## PROVIDED TEXT

>> START

Colorful Journey is part art book, part travel diary, part guide to tidbits of New Hampshire history and culture. It took Bottomley two years to visit and draw all 234 towns and cities in the seven regions of our state, and the book gives a page to each, with the pencil/ink/watercolor pictures taking up most of the space. Her style is fluid and colorful, and in the text she calls attention to the way she composed her drawings, when she took artistic license, and what details drew her eye.

In the process, patterns emerge — there are many interestingly re-purposed meeting houses and railroad stations around the state, many cozy general stores, well laid out town centers, and decoratively designed libraries. A lot of New Hampshire’s steeples are topped with weather vanes. Mills abound as well, and it’s interesting to read about all the ways they are being used today and what they produced in their time.

The accompanying text adds even more local color, as Bottomley recalls what she saw as she sketched, what the weather was like, who she saw or met, and sometimes what she ate. For each town there is also a fact laid out in a different font and another set in larger, bolder font. I am usually not a fan of more than one font on a page, nor of such variety of type size and strength, but it really works in this book, and the design seems to add to the reading — you can just look at the art, catch the highlighted facts, and move on, or you can read more closely.

>> END

## TASKS TO PERFORM
A. Arrange the records from the line containing "of the orange" up to and including the last line of the records as a JSON list of strings, one string per line, with blank lines omitted.
B. Pick up the review of the New Hampshire art book where it stops and continue it.
The text and the records were taken from separate, unrelated sources.

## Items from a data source
>> START

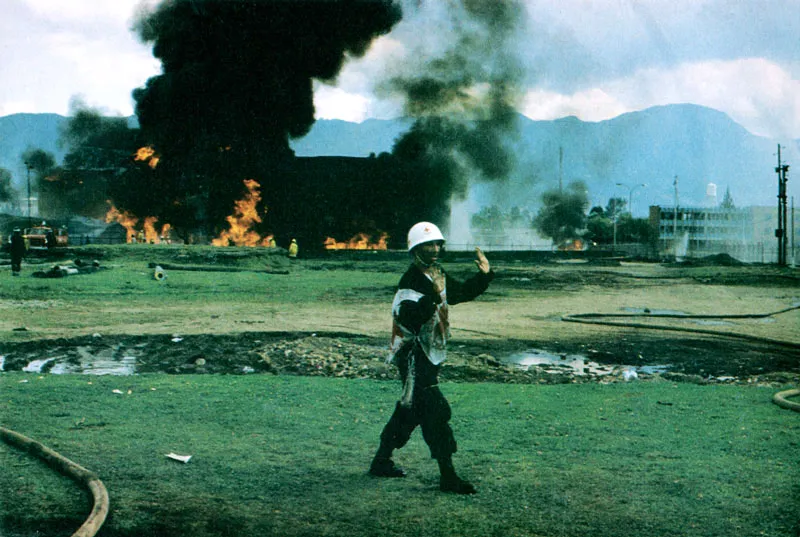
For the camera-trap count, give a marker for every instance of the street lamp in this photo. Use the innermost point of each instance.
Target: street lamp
(630, 194)
(630, 207)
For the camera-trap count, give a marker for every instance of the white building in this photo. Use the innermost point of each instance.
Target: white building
(747, 233)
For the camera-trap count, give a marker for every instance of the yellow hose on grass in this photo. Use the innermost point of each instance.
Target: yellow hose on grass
(77, 473)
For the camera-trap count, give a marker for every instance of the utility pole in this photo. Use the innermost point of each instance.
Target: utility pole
(780, 233)
(28, 167)
(793, 257)
(675, 211)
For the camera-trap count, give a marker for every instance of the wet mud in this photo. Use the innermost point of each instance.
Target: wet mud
(634, 356)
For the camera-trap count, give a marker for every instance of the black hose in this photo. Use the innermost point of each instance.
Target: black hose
(77, 473)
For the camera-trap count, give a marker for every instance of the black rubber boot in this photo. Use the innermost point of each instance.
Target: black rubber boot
(449, 480)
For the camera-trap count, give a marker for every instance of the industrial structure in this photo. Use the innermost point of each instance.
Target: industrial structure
(745, 233)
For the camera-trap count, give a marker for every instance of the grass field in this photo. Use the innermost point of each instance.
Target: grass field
(287, 455)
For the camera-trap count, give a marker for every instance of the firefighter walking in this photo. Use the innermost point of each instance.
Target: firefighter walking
(418, 347)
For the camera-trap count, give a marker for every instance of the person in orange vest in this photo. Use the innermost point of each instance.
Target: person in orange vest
(419, 336)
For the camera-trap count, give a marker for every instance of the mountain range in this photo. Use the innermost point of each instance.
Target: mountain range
(638, 153)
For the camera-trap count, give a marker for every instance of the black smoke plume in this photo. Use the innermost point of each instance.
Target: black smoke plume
(236, 86)
(464, 98)
(99, 150)
(562, 216)
(7, 192)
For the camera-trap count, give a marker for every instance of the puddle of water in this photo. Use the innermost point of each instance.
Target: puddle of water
(106, 362)
(575, 364)
(37, 365)
(555, 363)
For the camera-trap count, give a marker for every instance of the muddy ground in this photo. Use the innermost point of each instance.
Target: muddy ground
(518, 320)
(691, 359)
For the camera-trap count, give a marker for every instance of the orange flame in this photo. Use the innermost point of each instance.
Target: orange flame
(245, 215)
(124, 218)
(360, 241)
(128, 221)
(148, 154)
(574, 246)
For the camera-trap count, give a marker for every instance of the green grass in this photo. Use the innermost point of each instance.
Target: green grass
(288, 455)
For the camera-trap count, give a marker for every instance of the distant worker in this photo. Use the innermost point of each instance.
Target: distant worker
(419, 338)
(17, 251)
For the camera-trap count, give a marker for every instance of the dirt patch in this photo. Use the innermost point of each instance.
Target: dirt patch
(692, 359)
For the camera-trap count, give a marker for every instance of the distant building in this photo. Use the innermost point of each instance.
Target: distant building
(746, 233)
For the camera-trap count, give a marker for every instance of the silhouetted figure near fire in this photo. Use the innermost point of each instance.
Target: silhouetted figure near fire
(419, 338)
(17, 252)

>> END

## TASK-BY-TASK RESULTS
A.
[
  "For the camera-trap count, give a marker for every instance of the orange flame in this photo. Use the innermost point of each instance.",
  "Target: orange flame",
  "(245, 215)",
  "(124, 218)",
  "(360, 241)",
  "(128, 221)",
  "(148, 154)",
  "(574, 246)",
  "For the camera-trap count, give a marker for every instance of the green grass in this photo. Use the innermost point of each instance.",
  "Target: green grass",
  "(288, 455)",
  "For the camera-trap count, give a marker for every instance of the distant worker in this photo. Use the innermost point of each instance.",
  "Target: distant worker",
  "(419, 338)",
  "(17, 251)",
  "For the camera-trap count, give a marker for every instance of the dirt patch in this photo. Use the innermost point of each instance.",
  "Target: dirt patch",
  "(692, 359)",
  "For the camera-trap count, give a marker for every instance of the distant building in this photo. Use the innermost point of each instance.",
  "Target: distant building",
  "(746, 233)",
  "For the camera-trap count, give a marker for every instance of the silhouetted figure near fire in this photo. Use the innermost point of each instance.",
  "Target: silhouetted figure near fire",
  "(419, 338)",
  "(17, 252)"
]

B.
I love New Hampshire, where the Computer Scientist and I feel most at home of all the many places we’ve lived. I find that despite it’s small size, it’s hugely interesting, and this book reminded me of bits of history, geography and culture that make it that way. I also learned that most towns seem to have changed names as well as borders at one point, and one even declared itself a sovereign nation (The Republic of Indian Stream, now Pittsburg) when its people tired of being taxed by both the U.S. and Canada. And of course I loved that Bottomley visited and drew so many libraries.

Whether you live in New Hampshire, vacation here, or just want to learn about it — we are, after all, soon to be on the national stage again as the “first in the nation” presidential primary state — enjoy this beautiful, informative book.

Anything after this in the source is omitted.